EXERCISE DETAILS ▸ Select every line in the data below that contains the word "pond", and reproduce each such line in full. Treat uppercase and lowercase letters as distinct when matching.

DATA LISTING ▸
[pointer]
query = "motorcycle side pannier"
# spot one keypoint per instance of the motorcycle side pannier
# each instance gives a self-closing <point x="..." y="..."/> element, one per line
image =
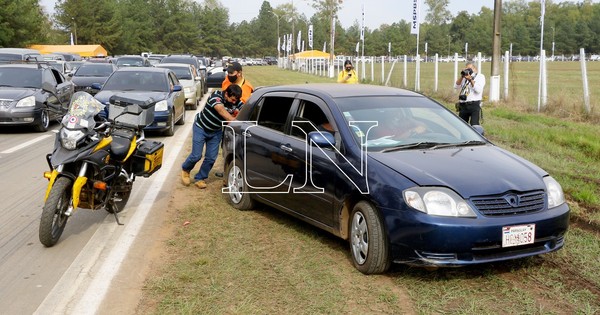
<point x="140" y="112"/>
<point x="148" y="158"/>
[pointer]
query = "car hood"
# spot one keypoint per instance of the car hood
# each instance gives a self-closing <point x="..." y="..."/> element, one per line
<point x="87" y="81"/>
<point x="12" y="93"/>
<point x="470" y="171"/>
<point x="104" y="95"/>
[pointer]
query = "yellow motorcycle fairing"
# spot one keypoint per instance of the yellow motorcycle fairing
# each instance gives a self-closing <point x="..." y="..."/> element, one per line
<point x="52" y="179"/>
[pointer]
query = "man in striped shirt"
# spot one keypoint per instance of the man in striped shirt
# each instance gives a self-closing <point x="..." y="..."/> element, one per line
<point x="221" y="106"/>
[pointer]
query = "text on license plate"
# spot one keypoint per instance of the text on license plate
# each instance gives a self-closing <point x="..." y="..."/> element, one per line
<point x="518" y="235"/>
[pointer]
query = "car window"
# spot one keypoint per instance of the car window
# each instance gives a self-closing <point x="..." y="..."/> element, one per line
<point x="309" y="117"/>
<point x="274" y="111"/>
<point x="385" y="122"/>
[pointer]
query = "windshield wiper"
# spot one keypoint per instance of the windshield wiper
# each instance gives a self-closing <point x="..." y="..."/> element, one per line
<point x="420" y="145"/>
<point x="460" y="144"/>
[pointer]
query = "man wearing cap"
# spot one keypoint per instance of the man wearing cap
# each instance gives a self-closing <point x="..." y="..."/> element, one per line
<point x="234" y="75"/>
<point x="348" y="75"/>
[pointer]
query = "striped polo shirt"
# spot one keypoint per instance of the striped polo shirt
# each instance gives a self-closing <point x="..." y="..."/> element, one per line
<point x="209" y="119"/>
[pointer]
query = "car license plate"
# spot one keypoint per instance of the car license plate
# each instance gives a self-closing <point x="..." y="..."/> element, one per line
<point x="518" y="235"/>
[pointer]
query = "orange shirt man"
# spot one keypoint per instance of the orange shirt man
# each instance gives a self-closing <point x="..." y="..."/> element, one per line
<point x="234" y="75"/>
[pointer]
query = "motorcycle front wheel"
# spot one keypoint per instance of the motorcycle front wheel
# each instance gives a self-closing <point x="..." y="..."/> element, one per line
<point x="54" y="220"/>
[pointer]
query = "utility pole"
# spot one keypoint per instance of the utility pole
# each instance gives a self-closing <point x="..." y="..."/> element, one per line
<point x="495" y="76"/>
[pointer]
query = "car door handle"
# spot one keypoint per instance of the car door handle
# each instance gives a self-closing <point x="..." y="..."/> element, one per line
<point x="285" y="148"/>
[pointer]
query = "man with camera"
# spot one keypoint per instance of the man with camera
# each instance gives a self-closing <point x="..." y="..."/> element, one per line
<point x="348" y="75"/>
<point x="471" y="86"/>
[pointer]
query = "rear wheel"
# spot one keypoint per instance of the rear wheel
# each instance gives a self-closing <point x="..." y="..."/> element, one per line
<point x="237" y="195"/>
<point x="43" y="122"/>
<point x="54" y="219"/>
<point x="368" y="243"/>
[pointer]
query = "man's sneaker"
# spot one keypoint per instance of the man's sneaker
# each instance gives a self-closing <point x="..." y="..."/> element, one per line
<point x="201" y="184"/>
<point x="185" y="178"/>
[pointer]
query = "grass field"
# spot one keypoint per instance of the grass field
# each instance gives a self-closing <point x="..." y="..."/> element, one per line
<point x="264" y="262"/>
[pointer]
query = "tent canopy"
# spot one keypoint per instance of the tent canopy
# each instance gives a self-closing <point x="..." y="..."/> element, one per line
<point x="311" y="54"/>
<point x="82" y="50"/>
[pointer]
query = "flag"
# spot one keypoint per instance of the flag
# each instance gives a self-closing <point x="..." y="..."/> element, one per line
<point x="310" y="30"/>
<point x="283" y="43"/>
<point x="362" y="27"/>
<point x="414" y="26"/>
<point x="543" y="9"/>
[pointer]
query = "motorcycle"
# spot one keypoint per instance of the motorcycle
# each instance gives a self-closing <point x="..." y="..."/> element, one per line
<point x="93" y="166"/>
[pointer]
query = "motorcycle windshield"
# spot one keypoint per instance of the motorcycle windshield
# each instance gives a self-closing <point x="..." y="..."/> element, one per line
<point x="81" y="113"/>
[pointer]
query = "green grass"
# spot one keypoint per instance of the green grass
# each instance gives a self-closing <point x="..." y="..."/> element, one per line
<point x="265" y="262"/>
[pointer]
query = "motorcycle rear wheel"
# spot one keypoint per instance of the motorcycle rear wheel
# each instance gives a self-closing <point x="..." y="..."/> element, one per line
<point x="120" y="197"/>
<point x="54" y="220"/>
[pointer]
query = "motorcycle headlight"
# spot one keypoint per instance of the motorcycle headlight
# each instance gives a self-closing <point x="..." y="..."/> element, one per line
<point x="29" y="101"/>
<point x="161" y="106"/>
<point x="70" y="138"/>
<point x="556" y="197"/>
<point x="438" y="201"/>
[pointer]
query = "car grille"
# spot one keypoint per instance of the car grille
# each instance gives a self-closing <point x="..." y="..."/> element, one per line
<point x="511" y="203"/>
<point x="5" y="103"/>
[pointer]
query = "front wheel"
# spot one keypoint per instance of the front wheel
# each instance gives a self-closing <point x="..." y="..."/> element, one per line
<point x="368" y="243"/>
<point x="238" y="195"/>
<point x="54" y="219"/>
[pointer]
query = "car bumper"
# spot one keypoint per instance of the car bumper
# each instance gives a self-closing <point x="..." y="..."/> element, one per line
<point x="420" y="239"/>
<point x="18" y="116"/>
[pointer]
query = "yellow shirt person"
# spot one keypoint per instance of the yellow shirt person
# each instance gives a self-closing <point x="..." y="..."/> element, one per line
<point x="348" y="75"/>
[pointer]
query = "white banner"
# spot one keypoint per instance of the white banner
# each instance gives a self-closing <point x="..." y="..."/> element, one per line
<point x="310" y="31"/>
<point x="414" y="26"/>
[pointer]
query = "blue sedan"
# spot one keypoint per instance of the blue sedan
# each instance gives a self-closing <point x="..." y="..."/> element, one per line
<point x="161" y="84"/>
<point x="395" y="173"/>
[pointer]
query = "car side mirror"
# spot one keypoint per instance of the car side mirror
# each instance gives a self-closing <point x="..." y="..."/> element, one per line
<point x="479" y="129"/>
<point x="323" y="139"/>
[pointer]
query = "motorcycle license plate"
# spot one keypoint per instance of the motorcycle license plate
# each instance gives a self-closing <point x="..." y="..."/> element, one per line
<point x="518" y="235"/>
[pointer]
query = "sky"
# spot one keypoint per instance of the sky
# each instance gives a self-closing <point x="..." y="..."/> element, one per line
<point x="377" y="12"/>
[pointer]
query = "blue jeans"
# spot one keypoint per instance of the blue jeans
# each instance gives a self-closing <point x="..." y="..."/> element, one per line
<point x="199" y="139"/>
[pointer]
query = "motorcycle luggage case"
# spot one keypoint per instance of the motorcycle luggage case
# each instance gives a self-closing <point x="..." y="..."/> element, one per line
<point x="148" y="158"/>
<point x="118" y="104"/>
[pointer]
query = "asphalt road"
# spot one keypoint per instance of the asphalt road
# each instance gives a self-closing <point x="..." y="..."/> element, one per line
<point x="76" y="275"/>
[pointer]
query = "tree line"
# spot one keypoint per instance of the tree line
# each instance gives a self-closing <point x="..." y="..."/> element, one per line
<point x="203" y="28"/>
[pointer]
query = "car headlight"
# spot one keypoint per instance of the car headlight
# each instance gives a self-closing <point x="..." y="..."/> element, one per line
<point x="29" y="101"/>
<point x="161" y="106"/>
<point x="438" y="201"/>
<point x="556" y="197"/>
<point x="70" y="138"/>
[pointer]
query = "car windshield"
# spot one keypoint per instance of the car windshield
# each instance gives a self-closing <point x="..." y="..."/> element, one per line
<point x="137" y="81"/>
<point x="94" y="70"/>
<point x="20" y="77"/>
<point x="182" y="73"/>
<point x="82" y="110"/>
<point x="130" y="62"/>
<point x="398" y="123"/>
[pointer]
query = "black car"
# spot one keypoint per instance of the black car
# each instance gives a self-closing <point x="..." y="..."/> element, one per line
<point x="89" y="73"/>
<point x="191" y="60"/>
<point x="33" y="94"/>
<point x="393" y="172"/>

...

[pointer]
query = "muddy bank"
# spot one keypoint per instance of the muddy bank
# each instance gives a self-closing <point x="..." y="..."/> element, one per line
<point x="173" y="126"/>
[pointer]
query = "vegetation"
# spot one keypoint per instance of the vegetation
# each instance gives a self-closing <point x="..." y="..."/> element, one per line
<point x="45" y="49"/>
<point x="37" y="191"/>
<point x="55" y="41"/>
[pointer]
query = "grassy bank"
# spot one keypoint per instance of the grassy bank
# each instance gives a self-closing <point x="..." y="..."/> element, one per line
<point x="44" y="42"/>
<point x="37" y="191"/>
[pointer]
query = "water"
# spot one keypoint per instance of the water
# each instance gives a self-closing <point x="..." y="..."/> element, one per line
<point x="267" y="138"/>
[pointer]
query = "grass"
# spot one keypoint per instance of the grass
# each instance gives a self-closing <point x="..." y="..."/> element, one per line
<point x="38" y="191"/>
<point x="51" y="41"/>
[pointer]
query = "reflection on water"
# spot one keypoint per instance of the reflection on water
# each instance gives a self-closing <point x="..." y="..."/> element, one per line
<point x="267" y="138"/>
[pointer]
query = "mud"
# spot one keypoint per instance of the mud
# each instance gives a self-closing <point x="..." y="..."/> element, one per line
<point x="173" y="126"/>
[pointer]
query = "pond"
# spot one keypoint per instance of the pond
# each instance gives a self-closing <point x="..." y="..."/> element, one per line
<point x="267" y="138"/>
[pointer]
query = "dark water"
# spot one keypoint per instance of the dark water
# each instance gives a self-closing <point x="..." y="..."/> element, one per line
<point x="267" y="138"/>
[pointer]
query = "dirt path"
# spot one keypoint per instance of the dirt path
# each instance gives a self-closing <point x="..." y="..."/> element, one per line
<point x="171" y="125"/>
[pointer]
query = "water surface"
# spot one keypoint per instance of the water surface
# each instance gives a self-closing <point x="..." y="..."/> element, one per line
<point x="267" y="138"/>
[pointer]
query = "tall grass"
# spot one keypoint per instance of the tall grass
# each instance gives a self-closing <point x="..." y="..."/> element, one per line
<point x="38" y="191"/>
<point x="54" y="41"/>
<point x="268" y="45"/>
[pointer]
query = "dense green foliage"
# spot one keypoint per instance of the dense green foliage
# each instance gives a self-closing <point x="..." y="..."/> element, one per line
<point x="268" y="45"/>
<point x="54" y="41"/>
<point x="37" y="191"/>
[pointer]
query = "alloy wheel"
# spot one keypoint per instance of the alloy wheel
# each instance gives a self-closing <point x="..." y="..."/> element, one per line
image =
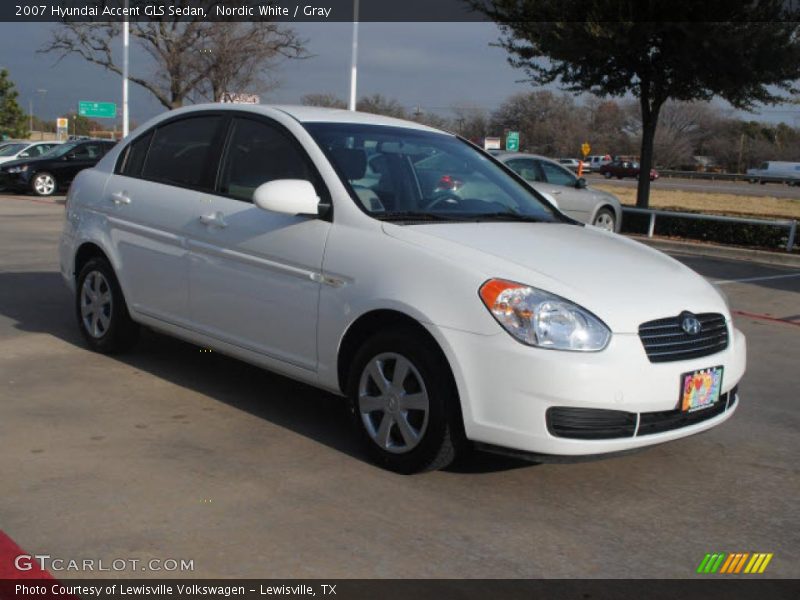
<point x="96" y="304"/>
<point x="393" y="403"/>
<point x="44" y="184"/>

RESPONSE TO THIS EXERCISE ▸
query = "pond"
# spot one keypoint per instance of the pond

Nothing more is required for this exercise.